>> Start DOCUMENT PASSAGE

JWST's scheduling is event-driven (see JWST Observing Overheads and Time Accounting Overview). This requires flexibility in the selection of guide stars over the scheduling window because not all guide stars will be usable for the entire window due to the motion of the target.

Once an appropriate guide star is selected, guiding on the moving target is performed by treating the guide star as a moving target in the Fine Guidance Sensor (FGS) and keeping the moving target stationary in the frame of reference of the science instrument (NIRCam, NIRISS, NIRSpec, or MIRI). Targets moving up to 75 mas/s can be tracked by JWST with stability comparable to fixed targets. Observations of objects moving at apparent rates of up to 100 mas/s will only be considered in special situations due to the effort required to plan such observations and their extreme inefficiency.



Guide stars for moving target observations

See also: JWST Guide Stars

Due to the nature of JWST scheduling, a moving target will have multiple guide star candidates available for each window. At the time of the observation (the "Visit" in Figure 1), the first usable guide stars will be selected for tracking. The faintest guide stars that can be used for moving targets are ~1 mag brighter than those used for fixed targets. The smaller number of available guide stars will not prevent a moving target observation from executing. However, in rare circumstances involving observations with very tight constraints, suitable guide stars may not be available within the constraint windows, particularly for targets far from the galactic plane (high galactic latitudes). Loosening geometric or timing constraints will improve schedulability.

Long observations (>1 hour) can use multiple guide stars, but must be broken into multiple visits for each guide star. The visit splitting distance is 38" for moving targets, meaning that if a target moves more than 38" during an observation it will be split into additional visits with new guide star acquisitions. A new visit and separate guide stars, of course, will be required for any observations with a different instrument. The Astronomers Proposal Tool (APT) will warn users if the scheduling duration for a particular visit exceeds the usable guide star duration. Both numbers are reported in the visit form, which is available under the observation form in the tree editor on the left hand side of the APT GUI. This will largely affect observations of very fast-moving targets (e.g., long-period comets, interstellar objects, near-Earth asteroids) and will therefore not be a cause for concern for the majority of moving target observations.

Figure 1. Example scheduling window for a moving target observation

The scheduling window is assigned multiple sets of guide stars in order to maintain scheduling flexibility. The large green bar at the top represents the window for the observations to be made, with the distance between the latest start time and latest end time equal to the length of the visit. The position of the latest start time in a given guide star window is determined by the length of the visit and the duration of the guide star's availability. If the visit time is longer than the selected guide star's observability window, it may be split into multiple visits using multiple guide stars, and incur the necessary additional overheads.


Telescope pointing for moving targets

The start time of a moving target observation (and therefore the target position) is not known ahead of time due to the event-driven nature of JWST scheduling. To allow for this flexibility, and as described above, multiple guide star candidates are identified during the scheduling process on the ground such that one or more will be available regardless of when the observation actually begins.

>> End DOCUMENT PASSAGE

> [TASKS FOR THIS EXERCISE]:
(1) Translate this sentence from the passage on JWST moving-target guiding into Spanish: "Targets moving up to 75 mas/s can be tracked by JWST with stability comparable to fixed targets."
(2) Reproduce the part of the passage on JWST moving-target guiding starting at "The scheduling window is" and ending at "necessary additional overheads.".

>> Start ITEMS

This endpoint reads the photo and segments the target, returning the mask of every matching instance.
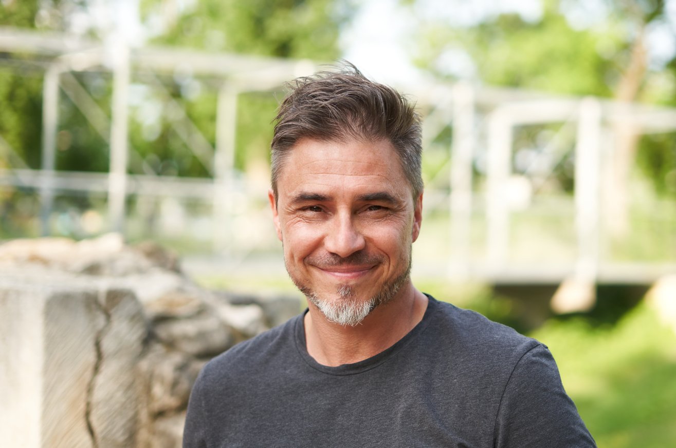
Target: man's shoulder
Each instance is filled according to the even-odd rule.
[[[466,352],[485,358],[518,360],[542,345],[475,311],[433,298],[431,303],[434,304],[435,337],[440,338],[440,342],[456,354]]]
[[[202,369],[201,381],[220,382],[224,377],[234,378],[262,372],[262,368],[259,368],[274,363],[277,358],[288,356],[288,352],[295,349],[295,326],[301,317],[293,317],[212,358]]]

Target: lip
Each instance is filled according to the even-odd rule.
[[[331,266],[325,268],[316,267],[320,271],[341,280],[359,279],[368,274],[374,266]]]

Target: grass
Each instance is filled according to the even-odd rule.
[[[550,320],[530,335],[549,346],[600,447],[676,444],[676,334],[646,303],[614,325]]]

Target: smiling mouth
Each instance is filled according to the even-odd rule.
[[[358,279],[372,269],[373,266],[327,266],[316,267],[320,271],[341,280]]]

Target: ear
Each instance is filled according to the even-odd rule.
[[[420,233],[420,224],[422,223],[422,193],[420,193],[416,199],[413,205],[413,230],[412,234],[412,242],[418,239],[418,235]]]
[[[282,228],[279,225],[279,213],[277,211],[277,201],[274,198],[274,193],[272,189],[268,190],[268,200],[270,201],[270,207],[272,209],[272,222],[274,223],[274,229],[277,231],[277,237],[279,241],[282,240]]]

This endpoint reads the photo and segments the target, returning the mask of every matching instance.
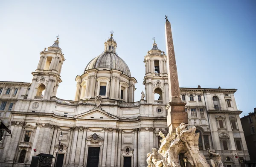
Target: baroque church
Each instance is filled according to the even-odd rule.
[[[1,129],[0,166],[24,167],[42,153],[53,155],[56,167],[147,167],[147,153],[161,144],[160,132],[173,132],[181,121],[196,127],[206,157],[214,149],[225,167],[244,167],[250,158],[237,90],[179,87],[168,20],[166,32],[166,55],[155,41],[145,52],[138,101],[137,81],[112,33],[104,52],[76,77],[74,101],[56,96],[65,60],[58,38],[40,52],[31,83],[0,81],[0,119],[6,127]]]

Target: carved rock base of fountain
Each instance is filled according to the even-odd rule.
[[[223,167],[220,156],[214,150],[208,150],[211,159],[208,161],[211,165],[208,163],[199,151],[199,133],[195,133],[195,126],[188,130],[186,127],[182,123],[176,129],[176,134],[171,135],[168,133],[165,137],[160,132],[163,138],[162,144],[158,153],[156,152],[156,149],[153,148],[153,153],[148,154],[148,167]]]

>> End ITEMS

> [ANSWERS FOR THIS EXERCISE]:
(1) JWST puede seguir objetivos que se mueven a velocidades de hasta 75 mas/s con una estabilidad comparable a la de los objetivos fijos.

(2)
The scheduling window is assigned multiple sets of guide stars in order to maintain scheduling flexibility. The large green bar at the top represents the window for the observations to be made, with the distance between the latest start time and latest end time equal to the length of the visit. The position of the latest start time in a given guide star window is determined by the length of the visit and the duration of the guide star's availability. If the visit time is longer than the selected guide star's observability window, it may be split into multiple visits using multiple guide stars, and incur the necessary additional overheads.